====== SOURCE PASSAGE ======

Eventually they decided upon a nice shiny green Granny Smith on a black background. Alan Aldridge, who was to publish The Beatles Illustrated Lyrics, was brought in to draw the copyright lettering that surrounds the outer perimeter of each record. The finished artwork was sent to New York where the dye transfers were made from which all the labels would be printed. It had taken six months.
The Beatles had encountered strong opposition to the sleeve of Sgt Pepper from EMI — on the grounds of cost — and felt that EMI were out of touch with them and with the youth record market.

The Beatles and Co. Ltd was created to bind them together legally for ten years on a goodwill share issue of £1 million. The first anyone in the public would have known of it was on May 19, 1967, with the launch of Sgt Pepper’s Lonely Hearts Club Band, which had a discreet green apple on the back sleeve. On November 17, The Beatles Ltd changed its name to Apple Music Ltd, and Apple Music Ltd became The Beatles Ltd.

====== ITEMS ======

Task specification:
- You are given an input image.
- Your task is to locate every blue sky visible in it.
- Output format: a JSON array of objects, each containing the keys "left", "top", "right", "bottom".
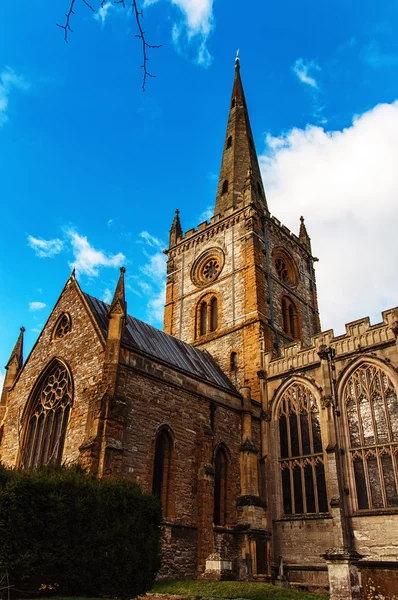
[{"left": 0, "top": 0, "right": 398, "bottom": 384}]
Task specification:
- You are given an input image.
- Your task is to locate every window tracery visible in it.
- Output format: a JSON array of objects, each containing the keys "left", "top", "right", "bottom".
[
  {"left": 191, "top": 248, "right": 225, "bottom": 287},
  {"left": 277, "top": 383, "right": 328, "bottom": 515},
  {"left": 52, "top": 313, "right": 72, "bottom": 340},
  {"left": 343, "top": 363, "right": 398, "bottom": 510},
  {"left": 22, "top": 360, "right": 73, "bottom": 468},
  {"left": 274, "top": 248, "right": 298, "bottom": 286}
]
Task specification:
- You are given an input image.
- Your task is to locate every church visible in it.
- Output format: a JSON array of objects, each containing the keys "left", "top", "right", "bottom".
[{"left": 0, "top": 59, "right": 398, "bottom": 600}]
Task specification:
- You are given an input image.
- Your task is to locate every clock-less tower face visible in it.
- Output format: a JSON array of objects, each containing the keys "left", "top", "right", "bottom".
[{"left": 164, "top": 65, "right": 319, "bottom": 399}]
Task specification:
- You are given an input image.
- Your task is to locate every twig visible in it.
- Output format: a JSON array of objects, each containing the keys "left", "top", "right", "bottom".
[
  {"left": 131, "top": 0, "right": 162, "bottom": 92},
  {"left": 56, "top": 0, "right": 95, "bottom": 43},
  {"left": 56, "top": 0, "right": 162, "bottom": 92}
]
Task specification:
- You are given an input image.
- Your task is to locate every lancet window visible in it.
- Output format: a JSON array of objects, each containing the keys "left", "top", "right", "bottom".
[
  {"left": 196, "top": 295, "right": 219, "bottom": 336},
  {"left": 214, "top": 447, "right": 228, "bottom": 525},
  {"left": 343, "top": 363, "right": 398, "bottom": 510},
  {"left": 282, "top": 296, "right": 301, "bottom": 340},
  {"left": 277, "top": 383, "right": 328, "bottom": 515},
  {"left": 152, "top": 429, "right": 173, "bottom": 517},
  {"left": 53, "top": 313, "right": 72, "bottom": 340},
  {"left": 21, "top": 360, "right": 73, "bottom": 468}
]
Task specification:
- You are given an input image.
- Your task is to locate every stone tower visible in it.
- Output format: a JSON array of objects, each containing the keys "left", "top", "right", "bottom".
[{"left": 164, "top": 58, "right": 320, "bottom": 402}]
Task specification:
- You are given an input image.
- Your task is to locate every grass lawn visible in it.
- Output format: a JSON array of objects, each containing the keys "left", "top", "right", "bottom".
[
  {"left": 24, "top": 580, "right": 329, "bottom": 600},
  {"left": 152, "top": 581, "right": 329, "bottom": 600}
]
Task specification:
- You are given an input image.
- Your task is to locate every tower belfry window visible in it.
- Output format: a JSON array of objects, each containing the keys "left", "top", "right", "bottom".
[
  {"left": 195, "top": 293, "right": 220, "bottom": 337},
  {"left": 200, "top": 302, "right": 207, "bottom": 335}
]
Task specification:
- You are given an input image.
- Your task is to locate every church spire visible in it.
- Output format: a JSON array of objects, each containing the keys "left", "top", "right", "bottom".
[
  {"left": 214, "top": 56, "right": 268, "bottom": 214},
  {"left": 169, "top": 208, "right": 182, "bottom": 248},
  {"left": 299, "top": 217, "right": 311, "bottom": 252},
  {"left": 108, "top": 267, "right": 127, "bottom": 316}
]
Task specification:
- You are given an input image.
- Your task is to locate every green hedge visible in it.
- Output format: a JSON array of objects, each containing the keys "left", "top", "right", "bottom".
[{"left": 0, "top": 466, "right": 161, "bottom": 598}]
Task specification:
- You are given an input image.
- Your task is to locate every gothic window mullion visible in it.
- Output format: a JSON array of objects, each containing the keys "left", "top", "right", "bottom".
[
  {"left": 289, "top": 461, "right": 296, "bottom": 515},
  {"left": 376, "top": 449, "right": 388, "bottom": 507},
  {"left": 296, "top": 408, "right": 307, "bottom": 513},
  {"left": 311, "top": 459, "right": 319, "bottom": 512}
]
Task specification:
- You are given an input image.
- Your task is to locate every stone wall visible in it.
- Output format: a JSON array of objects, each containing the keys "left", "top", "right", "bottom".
[{"left": 0, "top": 278, "right": 104, "bottom": 466}]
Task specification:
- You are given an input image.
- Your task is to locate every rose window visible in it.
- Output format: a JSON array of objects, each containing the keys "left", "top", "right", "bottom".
[
  {"left": 203, "top": 258, "right": 220, "bottom": 281},
  {"left": 191, "top": 247, "right": 225, "bottom": 287}
]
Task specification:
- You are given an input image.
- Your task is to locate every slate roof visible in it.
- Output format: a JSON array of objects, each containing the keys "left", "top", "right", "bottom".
[{"left": 84, "top": 293, "right": 237, "bottom": 394}]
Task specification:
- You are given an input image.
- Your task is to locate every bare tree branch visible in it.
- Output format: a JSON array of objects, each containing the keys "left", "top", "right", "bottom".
[{"left": 56, "top": 0, "right": 162, "bottom": 92}]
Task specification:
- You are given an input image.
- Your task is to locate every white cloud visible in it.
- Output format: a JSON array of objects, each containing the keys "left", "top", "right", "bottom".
[
  {"left": 292, "top": 58, "right": 321, "bottom": 89},
  {"left": 94, "top": 2, "right": 115, "bottom": 26},
  {"left": 198, "top": 204, "right": 214, "bottom": 223},
  {"left": 140, "top": 231, "right": 164, "bottom": 248},
  {"left": 137, "top": 231, "right": 167, "bottom": 326},
  {"left": 28, "top": 235, "right": 64, "bottom": 258},
  {"left": 144, "top": 0, "right": 214, "bottom": 67},
  {"left": 67, "top": 229, "right": 126, "bottom": 277},
  {"left": 0, "top": 67, "right": 29, "bottom": 126},
  {"left": 260, "top": 101, "right": 398, "bottom": 333},
  {"left": 102, "top": 288, "right": 113, "bottom": 304},
  {"left": 29, "top": 302, "right": 47, "bottom": 310}
]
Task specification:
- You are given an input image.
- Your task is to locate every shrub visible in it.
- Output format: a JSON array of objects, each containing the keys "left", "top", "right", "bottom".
[{"left": 0, "top": 466, "right": 161, "bottom": 598}]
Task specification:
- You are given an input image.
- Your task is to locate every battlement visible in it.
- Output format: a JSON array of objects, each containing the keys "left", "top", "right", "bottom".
[{"left": 265, "top": 307, "right": 398, "bottom": 377}]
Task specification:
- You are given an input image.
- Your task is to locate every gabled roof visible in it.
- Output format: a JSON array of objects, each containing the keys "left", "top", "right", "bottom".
[{"left": 84, "top": 293, "right": 237, "bottom": 394}]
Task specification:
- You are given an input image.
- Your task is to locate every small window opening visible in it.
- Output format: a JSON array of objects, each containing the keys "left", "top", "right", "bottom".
[
  {"left": 199, "top": 302, "right": 207, "bottom": 335},
  {"left": 214, "top": 448, "right": 227, "bottom": 525},
  {"left": 210, "top": 404, "right": 217, "bottom": 433},
  {"left": 282, "top": 297, "right": 300, "bottom": 340},
  {"left": 152, "top": 431, "right": 173, "bottom": 516},
  {"left": 210, "top": 297, "right": 218, "bottom": 331}
]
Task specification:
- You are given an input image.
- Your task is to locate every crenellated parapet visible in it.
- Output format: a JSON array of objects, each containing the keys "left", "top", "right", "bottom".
[{"left": 264, "top": 307, "right": 398, "bottom": 377}]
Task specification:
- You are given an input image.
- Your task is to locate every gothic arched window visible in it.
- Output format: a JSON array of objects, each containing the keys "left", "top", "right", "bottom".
[
  {"left": 213, "top": 447, "right": 228, "bottom": 525},
  {"left": 343, "top": 362, "right": 398, "bottom": 510},
  {"left": 52, "top": 313, "right": 72, "bottom": 340},
  {"left": 22, "top": 360, "right": 72, "bottom": 468},
  {"left": 229, "top": 352, "right": 238, "bottom": 371},
  {"left": 152, "top": 429, "right": 173, "bottom": 517},
  {"left": 199, "top": 302, "right": 207, "bottom": 335},
  {"left": 282, "top": 296, "right": 301, "bottom": 340},
  {"left": 195, "top": 293, "right": 220, "bottom": 336},
  {"left": 277, "top": 383, "right": 328, "bottom": 515},
  {"left": 210, "top": 296, "right": 218, "bottom": 331}
]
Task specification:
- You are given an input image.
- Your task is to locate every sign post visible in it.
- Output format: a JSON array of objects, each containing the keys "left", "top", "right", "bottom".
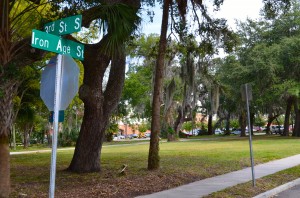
[
  {"left": 242, "top": 83, "right": 255, "bottom": 187},
  {"left": 49, "top": 54, "right": 62, "bottom": 198},
  {"left": 31, "top": 15, "right": 84, "bottom": 198}
]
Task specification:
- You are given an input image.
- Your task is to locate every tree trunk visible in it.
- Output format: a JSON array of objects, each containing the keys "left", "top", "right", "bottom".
[
  {"left": 248, "top": 113, "right": 255, "bottom": 135},
  {"left": 225, "top": 113, "right": 230, "bottom": 135},
  {"left": 0, "top": 135, "right": 10, "bottom": 198},
  {"left": 239, "top": 111, "right": 247, "bottom": 137},
  {"left": 68, "top": 45, "right": 125, "bottom": 173},
  {"left": 207, "top": 115, "right": 213, "bottom": 135},
  {"left": 0, "top": 79, "right": 18, "bottom": 198},
  {"left": 266, "top": 113, "right": 279, "bottom": 135},
  {"left": 148, "top": 0, "right": 170, "bottom": 170},
  {"left": 283, "top": 97, "right": 294, "bottom": 136},
  {"left": 293, "top": 99, "right": 300, "bottom": 137}
]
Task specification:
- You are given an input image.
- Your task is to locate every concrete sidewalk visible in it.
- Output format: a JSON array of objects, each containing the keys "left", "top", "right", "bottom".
[{"left": 138, "top": 154, "right": 300, "bottom": 198}]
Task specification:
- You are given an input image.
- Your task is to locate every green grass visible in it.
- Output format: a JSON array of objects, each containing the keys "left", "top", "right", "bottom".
[{"left": 11, "top": 136, "right": 300, "bottom": 197}]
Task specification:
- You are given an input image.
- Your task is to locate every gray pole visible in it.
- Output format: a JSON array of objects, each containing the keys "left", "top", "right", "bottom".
[
  {"left": 245, "top": 84, "right": 255, "bottom": 187},
  {"left": 49, "top": 54, "right": 63, "bottom": 198}
]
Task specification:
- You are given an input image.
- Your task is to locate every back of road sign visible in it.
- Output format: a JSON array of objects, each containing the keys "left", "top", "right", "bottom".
[{"left": 40, "top": 55, "right": 79, "bottom": 111}]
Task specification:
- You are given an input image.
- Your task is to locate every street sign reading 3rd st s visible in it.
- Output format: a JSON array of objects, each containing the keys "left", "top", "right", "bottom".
[
  {"left": 31, "top": 30, "right": 84, "bottom": 60},
  {"left": 44, "top": 15, "right": 82, "bottom": 35}
]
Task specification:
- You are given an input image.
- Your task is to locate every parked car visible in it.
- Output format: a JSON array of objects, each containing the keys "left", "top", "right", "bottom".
[
  {"left": 187, "top": 129, "right": 200, "bottom": 136},
  {"left": 129, "top": 134, "right": 139, "bottom": 139},
  {"left": 145, "top": 132, "right": 151, "bottom": 138},
  {"left": 231, "top": 129, "right": 242, "bottom": 135},
  {"left": 215, "top": 129, "right": 224, "bottom": 135},
  {"left": 231, "top": 129, "right": 249, "bottom": 135},
  {"left": 270, "top": 125, "right": 284, "bottom": 135}
]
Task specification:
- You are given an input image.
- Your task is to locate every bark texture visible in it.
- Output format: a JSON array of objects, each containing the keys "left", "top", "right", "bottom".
[
  {"left": 68, "top": 45, "right": 125, "bottom": 172},
  {"left": 148, "top": 0, "right": 170, "bottom": 170},
  {"left": 293, "top": 99, "right": 300, "bottom": 137},
  {"left": 283, "top": 97, "right": 294, "bottom": 136},
  {"left": 0, "top": 135, "right": 10, "bottom": 198}
]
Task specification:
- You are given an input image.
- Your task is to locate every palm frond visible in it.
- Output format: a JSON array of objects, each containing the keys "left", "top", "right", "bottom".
[{"left": 101, "top": 3, "right": 140, "bottom": 56}]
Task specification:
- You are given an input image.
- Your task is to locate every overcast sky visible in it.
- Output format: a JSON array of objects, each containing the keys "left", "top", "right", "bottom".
[{"left": 142, "top": 0, "right": 263, "bottom": 34}]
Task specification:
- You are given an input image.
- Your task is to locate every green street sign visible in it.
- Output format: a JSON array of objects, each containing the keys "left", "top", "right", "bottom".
[
  {"left": 31, "top": 30, "right": 84, "bottom": 60},
  {"left": 44, "top": 15, "right": 82, "bottom": 35}
]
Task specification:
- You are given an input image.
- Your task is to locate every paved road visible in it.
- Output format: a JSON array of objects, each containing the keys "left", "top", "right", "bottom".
[{"left": 274, "top": 185, "right": 300, "bottom": 198}]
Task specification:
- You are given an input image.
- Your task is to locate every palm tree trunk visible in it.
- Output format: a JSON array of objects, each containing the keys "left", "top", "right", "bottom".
[
  {"left": 0, "top": 135, "right": 10, "bottom": 198},
  {"left": 293, "top": 99, "right": 300, "bottom": 137},
  {"left": 207, "top": 115, "right": 213, "bottom": 135},
  {"left": 283, "top": 97, "right": 294, "bottom": 136},
  {"left": 148, "top": 0, "right": 171, "bottom": 170}
]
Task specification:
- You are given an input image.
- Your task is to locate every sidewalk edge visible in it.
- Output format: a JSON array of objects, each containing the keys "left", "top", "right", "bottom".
[{"left": 253, "top": 178, "right": 300, "bottom": 198}]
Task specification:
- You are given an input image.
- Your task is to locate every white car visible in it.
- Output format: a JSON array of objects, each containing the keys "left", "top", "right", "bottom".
[{"left": 215, "top": 129, "right": 224, "bottom": 135}]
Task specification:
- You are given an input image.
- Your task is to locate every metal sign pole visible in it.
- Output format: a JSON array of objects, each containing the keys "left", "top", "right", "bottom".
[
  {"left": 245, "top": 84, "right": 255, "bottom": 187},
  {"left": 49, "top": 54, "right": 62, "bottom": 198}
]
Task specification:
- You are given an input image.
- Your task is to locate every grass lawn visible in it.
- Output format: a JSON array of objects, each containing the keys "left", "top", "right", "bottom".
[{"left": 11, "top": 136, "right": 300, "bottom": 197}]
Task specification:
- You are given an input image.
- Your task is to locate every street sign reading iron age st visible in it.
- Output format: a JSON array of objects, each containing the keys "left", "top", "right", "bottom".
[{"left": 31, "top": 30, "right": 84, "bottom": 60}]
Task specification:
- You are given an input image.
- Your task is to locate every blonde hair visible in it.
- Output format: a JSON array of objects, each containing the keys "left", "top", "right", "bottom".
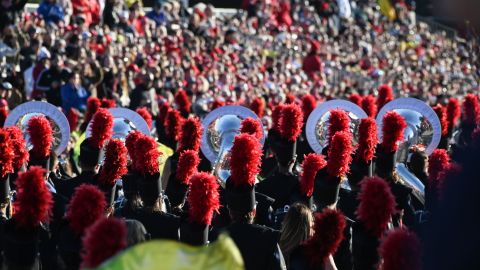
[{"left": 279, "top": 203, "right": 313, "bottom": 265}]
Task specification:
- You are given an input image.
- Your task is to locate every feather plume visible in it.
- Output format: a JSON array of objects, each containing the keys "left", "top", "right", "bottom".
[
  {"left": 230, "top": 133, "right": 262, "bottom": 187},
  {"left": 136, "top": 107, "right": 153, "bottom": 129},
  {"left": 327, "top": 131, "right": 353, "bottom": 178},
  {"left": 356, "top": 177, "right": 395, "bottom": 237},
  {"left": 378, "top": 228, "right": 423, "bottom": 270},
  {"left": 188, "top": 172, "right": 220, "bottom": 225},
  {"left": 357, "top": 117, "right": 378, "bottom": 163},
  {"left": 250, "top": 97, "right": 265, "bottom": 118},
  {"left": 135, "top": 136, "right": 162, "bottom": 175},
  {"left": 177, "top": 150, "right": 200, "bottom": 185},
  {"left": 428, "top": 149, "right": 450, "bottom": 185},
  {"left": 382, "top": 111, "right": 407, "bottom": 153},
  {"left": 305, "top": 209, "right": 346, "bottom": 269},
  {"left": 13, "top": 166, "right": 53, "bottom": 229},
  {"left": 165, "top": 109, "right": 183, "bottom": 139},
  {"left": 328, "top": 109, "right": 350, "bottom": 144},
  {"left": 81, "top": 218, "right": 127, "bottom": 269},
  {"left": 5, "top": 126, "right": 30, "bottom": 170},
  {"left": 177, "top": 117, "right": 203, "bottom": 152},
  {"left": 302, "top": 94, "right": 317, "bottom": 119},
  {"left": 447, "top": 98, "right": 461, "bottom": 130},
  {"left": 89, "top": 108, "right": 113, "bottom": 149},
  {"left": 348, "top": 94, "right": 363, "bottom": 106},
  {"left": 240, "top": 117, "right": 263, "bottom": 140},
  {"left": 27, "top": 116, "right": 53, "bottom": 159},
  {"left": 300, "top": 153, "right": 327, "bottom": 197},
  {"left": 85, "top": 97, "right": 101, "bottom": 123},
  {"left": 65, "top": 184, "right": 107, "bottom": 235},
  {"left": 175, "top": 89, "right": 192, "bottom": 114},
  {"left": 433, "top": 104, "right": 448, "bottom": 136},
  {"left": 280, "top": 104, "right": 303, "bottom": 142},
  {"left": 0, "top": 129, "right": 15, "bottom": 179},
  {"left": 361, "top": 95, "right": 377, "bottom": 118},
  {"left": 462, "top": 94, "right": 480, "bottom": 125},
  {"left": 98, "top": 139, "right": 128, "bottom": 186},
  {"left": 377, "top": 84, "right": 393, "bottom": 110}
]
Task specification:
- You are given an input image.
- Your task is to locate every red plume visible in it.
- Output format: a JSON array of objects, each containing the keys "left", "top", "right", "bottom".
[
  {"left": 135, "top": 136, "right": 162, "bottom": 175},
  {"left": 356, "top": 177, "right": 395, "bottom": 237},
  {"left": 65, "top": 184, "right": 107, "bottom": 235},
  {"left": 250, "top": 98, "right": 265, "bottom": 117},
  {"left": 67, "top": 108, "right": 79, "bottom": 132},
  {"left": 240, "top": 117, "right": 263, "bottom": 140},
  {"left": 175, "top": 90, "right": 192, "bottom": 113},
  {"left": 362, "top": 95, "right": 377, "bottom": 118},
  {"left": 80, "top": 218, "right": 127, "bottom": 269},
  {"left": 428, "top": 149, "right": 450, "bottom": 185},
  {"left": 433, "top": 104, "right": 448, "bottom": 136},
  {"left": 285, "top": 93, "right": 297, "bottom": 104},
  {"left": 5, "top": 126, "right": 30, "bottom": 170},
  {"left": 300, "top": 153, "right": 327, "bottom": 197},
  {"left": 447, "top": 98, "right": 461, "bottom": 130},
  {"left": 89, "top": 108, "right": 113, "bottom": 149},
  {"left": 13, "top": 166, "right": 53, "bottom": 229},
  {"left": 177, "top": 117, "right": 203, "bottom": 152},
  {"left": 157, "top": 102, "right": 171, "bottom": 126},
  {"left": 136, "top": 107, "right": 153, "bottom": 128},
  {"left": 280, "top": 104, "right": 303, "bottom": 142},
  {"left": 377, "top": 84, "right": 393, "bottom": 109},
  {"left": 125, "top": 130, "right": 145, "bottom": 170},
  {"left": 85, "top": 97, "right": 101, "bottom": 123},
  {"left": 378, "top": 228, "right": 423, "bottom": 270},
  {"left": 188, "top": 172, "right": 220, "bottom": 225},
  {"left": 327, "top": 131, "right": 353, "bottom": 178},
  {"left": 0, "top": 108, "right": 8, "bottom": 127},
  {"left": 230, "top": 133, "right": 262, "bottom": 187},
  {"left": 100, "top": 98, "right": 117, "bottom": 109},
  {"left": 177, "top": 150, "right": 200, "bottom": 185},
  {"left": 382, "top": 111, "right": 407, "bottom": 153},
  {"left": 272, "top": 104, "right": 285, "bottom": 131},
  {"left": 98, "top": 139, "right": 128, "bottom": 186},
  {"left": 27, "top": 116, "right": 53, "bottom": 159},
  {"left": 211, "top": 99, "right": 225, "bottom": 111},
  {"left": 462, "top": 94, "right": 480, "bottom": 125},
  {"left": 328, "top": 109, "right": 350, "bottom": 144},
  {"left": 165, "top": 109, "right": 183, "bottom": 139},
  {"left": 302, "top": 94, "right": 317, "bottom": 119},
  {"left": 348, "top": 94, "right": 363, "bottom": 106},
  {"left": 0, "top": 129, "right": 15, "bottom": 178},
  {"left": 305, "top": 209, "right": 346, "bottom": 269}
]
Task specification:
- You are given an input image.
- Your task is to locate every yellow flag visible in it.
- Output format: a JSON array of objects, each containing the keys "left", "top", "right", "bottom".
[
  {"left": 378, "top": 0, "right": 397, "bottom": 21},
  {"left": 92, "top": 234, "right": 245, "bottom": 270}
]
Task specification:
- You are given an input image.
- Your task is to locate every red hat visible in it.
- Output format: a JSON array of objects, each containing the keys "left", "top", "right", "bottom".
[
  {"left": 378, "top": 228, "right": 423, "bottom": 270},
  {"left": 177, "top": 117, "right": 203, "bottom": 152},
  {"left": 4, "top": 126, "right": 30, "bottom": 171},
  {"left": 362, "top": 95, "right": 377, "bottom": 118},
  {"left": 377, "top": 84, "right": 393, "bottom": 110},
  {"left": 13, "top": 166, "right": 53, "bottom": 229},
  {"left": 356, "top": 177, "right": 396, "bottom": 237},
  {"left": 136, "top": 107, "right": 153, "bottom": 129},
  {"left": 27, "top": 116, "right": 53, "bottom": 160},
  {"left": 81, "top": 218, "right": 127, "bottom": 269},
  {"left": 250, "top": 97, "right": 265, "bottom": 117},
  {"left": 240, "top": 117, "right": 263, "bottom": 140},
  {"left": 65, "top": 184, "right": 107, "bottom": 235},
  {"left": 98, "top": 139, "right": 128, "bottom": 186},
  {"left": 304, "top": 209, "right": 346, "bottom": 269}
]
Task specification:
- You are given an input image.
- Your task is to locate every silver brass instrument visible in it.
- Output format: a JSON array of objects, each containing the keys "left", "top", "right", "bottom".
[{"left": 201, "top": 106, "right": 265, "bottom": 185}]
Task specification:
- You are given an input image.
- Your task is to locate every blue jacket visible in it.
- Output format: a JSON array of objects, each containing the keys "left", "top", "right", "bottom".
[
  {"left": 60, "top": 83, "right": 90, "bottom": 113},
  {"left": 37, "top": 1, "right": 65, "bottom": 23}
]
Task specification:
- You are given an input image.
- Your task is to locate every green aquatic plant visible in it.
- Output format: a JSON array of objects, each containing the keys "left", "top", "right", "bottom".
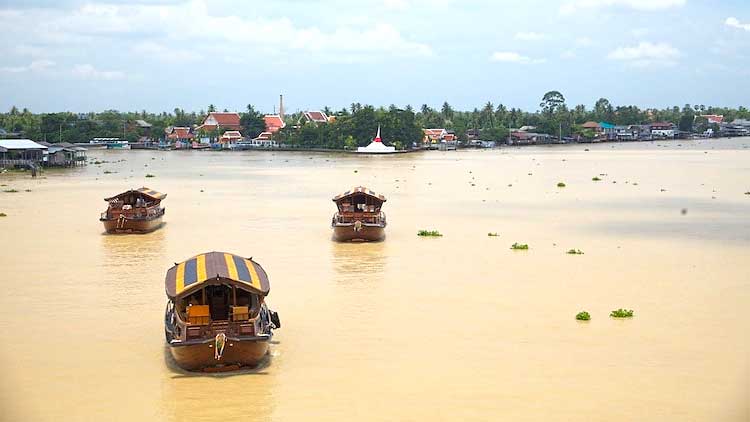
[
  {"left": 576, "top": 311, "right": 591, "bottom": 321},
  {"left": 609, "top": 308, "right": 633, "bottom": 318}
]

======

Pick up the passage on the Beatles and the founding of Apple right after its last sentence, and carry it forward. This data plays no part in the work.

Rather than the proposed chain of card shops, the Beatles instead opted to open a clothes boutique, to be run by The Fool—three Dutch designers and an English publicist, who were anything but fools. Paul was having a fling with one of them. The shop opened on December 7, 1967 and closed seven months later on July 31, the Beatles having decided that they did not want to be involved with the rag trade. The Beatles and their staff and friends helped themselves to the clothes, then the public were let in to take anything they wanted for free — one item each.

Apple’s first office was above the boutique, then shortly afterwards they moved to more permanent, although still temporary, offices at 95 Wigmore Street on January 22. The choice of Marylebone as a location was Paul McCartney’s: he knew the area well from living for several years in Wimpole Street in the house of his then girlfriend Jane Asher. Apple’s appointed A&R man, Peter Asher, also lived there in Weymouth Street, so it was convenient for both of them.